## Description of the task
The string "below" may appear in lines of the data; report how many lines contain it, with no other output.
Segment Start: Information
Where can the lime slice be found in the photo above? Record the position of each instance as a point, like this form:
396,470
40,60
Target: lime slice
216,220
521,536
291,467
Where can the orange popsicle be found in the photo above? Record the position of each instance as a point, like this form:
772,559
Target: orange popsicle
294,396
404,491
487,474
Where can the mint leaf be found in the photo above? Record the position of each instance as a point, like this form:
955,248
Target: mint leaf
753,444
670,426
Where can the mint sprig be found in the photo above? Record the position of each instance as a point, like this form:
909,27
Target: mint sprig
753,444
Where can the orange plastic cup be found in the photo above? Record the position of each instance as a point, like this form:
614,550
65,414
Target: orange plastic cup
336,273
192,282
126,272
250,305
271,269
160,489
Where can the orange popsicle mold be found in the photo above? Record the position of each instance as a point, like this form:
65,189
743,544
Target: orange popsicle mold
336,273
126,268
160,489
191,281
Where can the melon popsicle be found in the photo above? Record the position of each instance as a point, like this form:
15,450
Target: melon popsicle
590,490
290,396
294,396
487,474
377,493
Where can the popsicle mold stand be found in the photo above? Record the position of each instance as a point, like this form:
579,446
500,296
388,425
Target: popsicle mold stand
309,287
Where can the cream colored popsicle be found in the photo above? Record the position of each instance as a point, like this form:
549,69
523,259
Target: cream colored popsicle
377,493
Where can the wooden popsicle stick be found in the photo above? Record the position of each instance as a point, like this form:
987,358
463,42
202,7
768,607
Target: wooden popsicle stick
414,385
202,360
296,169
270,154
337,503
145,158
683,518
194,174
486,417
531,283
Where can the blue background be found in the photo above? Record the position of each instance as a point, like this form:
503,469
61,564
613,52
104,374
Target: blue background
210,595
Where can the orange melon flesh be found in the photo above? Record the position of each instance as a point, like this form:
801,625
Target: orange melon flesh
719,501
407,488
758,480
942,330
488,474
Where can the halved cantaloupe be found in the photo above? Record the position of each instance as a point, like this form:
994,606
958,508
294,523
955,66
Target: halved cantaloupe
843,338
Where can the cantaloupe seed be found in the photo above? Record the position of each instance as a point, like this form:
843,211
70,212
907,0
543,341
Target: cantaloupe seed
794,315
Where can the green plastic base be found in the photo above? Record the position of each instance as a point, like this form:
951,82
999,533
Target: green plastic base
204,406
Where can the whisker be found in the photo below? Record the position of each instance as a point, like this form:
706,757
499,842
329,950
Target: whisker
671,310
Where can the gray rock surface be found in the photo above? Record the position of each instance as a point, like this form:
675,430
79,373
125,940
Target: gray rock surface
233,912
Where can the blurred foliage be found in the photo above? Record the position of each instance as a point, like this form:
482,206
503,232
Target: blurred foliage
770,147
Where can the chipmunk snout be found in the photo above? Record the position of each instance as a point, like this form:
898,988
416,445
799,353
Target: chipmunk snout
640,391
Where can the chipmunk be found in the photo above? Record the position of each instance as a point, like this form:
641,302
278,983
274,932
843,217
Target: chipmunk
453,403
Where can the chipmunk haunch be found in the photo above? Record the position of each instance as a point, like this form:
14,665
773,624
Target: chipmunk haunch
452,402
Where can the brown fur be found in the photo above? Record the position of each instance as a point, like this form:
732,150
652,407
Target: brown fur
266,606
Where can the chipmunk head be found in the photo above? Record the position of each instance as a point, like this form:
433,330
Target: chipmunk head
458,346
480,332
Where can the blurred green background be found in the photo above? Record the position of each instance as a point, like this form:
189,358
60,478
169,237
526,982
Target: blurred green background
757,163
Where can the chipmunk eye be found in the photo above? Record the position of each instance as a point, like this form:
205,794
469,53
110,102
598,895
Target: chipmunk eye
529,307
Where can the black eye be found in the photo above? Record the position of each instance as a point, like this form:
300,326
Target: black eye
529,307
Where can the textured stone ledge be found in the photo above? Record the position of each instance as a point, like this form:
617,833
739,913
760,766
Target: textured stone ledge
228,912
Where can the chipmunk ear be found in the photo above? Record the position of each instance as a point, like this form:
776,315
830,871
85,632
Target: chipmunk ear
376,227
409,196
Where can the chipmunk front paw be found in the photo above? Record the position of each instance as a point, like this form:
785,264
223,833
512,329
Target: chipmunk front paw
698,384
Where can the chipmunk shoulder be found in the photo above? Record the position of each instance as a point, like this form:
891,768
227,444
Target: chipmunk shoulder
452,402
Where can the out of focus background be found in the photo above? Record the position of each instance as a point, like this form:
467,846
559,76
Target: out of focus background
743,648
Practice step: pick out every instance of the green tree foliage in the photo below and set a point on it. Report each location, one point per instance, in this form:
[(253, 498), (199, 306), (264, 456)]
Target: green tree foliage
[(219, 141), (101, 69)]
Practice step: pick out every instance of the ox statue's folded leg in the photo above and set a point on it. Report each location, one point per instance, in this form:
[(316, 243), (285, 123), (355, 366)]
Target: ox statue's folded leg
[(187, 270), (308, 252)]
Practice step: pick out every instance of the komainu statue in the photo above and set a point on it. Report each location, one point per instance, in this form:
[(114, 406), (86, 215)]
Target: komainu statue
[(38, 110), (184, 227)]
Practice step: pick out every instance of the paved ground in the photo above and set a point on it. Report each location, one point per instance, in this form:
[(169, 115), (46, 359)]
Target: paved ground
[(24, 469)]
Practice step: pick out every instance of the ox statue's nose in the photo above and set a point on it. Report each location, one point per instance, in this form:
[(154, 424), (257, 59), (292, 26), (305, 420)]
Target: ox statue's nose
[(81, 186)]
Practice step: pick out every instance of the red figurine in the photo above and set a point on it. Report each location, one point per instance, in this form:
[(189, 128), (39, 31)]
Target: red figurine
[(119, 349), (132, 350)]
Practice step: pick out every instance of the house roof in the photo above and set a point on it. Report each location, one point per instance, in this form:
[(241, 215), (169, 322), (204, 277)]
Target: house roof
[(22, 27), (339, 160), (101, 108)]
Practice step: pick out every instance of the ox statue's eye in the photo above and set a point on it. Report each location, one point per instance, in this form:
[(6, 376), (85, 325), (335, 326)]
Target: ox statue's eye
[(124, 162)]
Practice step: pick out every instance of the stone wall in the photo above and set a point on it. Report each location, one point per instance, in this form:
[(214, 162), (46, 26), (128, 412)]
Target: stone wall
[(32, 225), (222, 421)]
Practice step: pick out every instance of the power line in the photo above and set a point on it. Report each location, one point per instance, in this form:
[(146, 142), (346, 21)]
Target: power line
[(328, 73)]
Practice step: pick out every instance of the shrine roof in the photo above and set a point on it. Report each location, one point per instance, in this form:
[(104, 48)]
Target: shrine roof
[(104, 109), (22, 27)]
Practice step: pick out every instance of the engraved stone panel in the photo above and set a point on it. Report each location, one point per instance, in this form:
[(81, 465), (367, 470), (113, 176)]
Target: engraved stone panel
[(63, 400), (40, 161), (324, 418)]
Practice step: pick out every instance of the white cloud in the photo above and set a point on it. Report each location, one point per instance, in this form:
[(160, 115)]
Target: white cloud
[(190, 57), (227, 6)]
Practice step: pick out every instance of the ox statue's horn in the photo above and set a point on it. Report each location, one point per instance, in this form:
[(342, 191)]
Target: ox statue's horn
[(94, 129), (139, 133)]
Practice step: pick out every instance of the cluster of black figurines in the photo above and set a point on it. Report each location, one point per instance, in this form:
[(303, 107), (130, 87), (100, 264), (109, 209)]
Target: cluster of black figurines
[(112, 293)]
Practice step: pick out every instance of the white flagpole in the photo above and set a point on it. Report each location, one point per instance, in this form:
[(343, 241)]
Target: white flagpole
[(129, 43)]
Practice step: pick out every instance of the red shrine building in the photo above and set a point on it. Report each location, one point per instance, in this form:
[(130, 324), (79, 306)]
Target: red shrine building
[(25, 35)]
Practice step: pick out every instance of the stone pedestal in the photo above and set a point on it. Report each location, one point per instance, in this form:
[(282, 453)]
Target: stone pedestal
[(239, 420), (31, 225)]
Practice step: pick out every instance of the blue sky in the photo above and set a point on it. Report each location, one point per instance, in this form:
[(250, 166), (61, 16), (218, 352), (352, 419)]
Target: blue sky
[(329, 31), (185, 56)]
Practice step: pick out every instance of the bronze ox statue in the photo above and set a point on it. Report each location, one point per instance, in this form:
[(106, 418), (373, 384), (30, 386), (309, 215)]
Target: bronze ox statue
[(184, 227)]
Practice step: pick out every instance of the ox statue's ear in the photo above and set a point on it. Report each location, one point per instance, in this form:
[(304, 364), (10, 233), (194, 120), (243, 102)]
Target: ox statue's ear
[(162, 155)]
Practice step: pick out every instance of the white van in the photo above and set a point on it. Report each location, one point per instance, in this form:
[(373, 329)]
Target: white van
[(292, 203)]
Segment End: Information
## Problem solution
2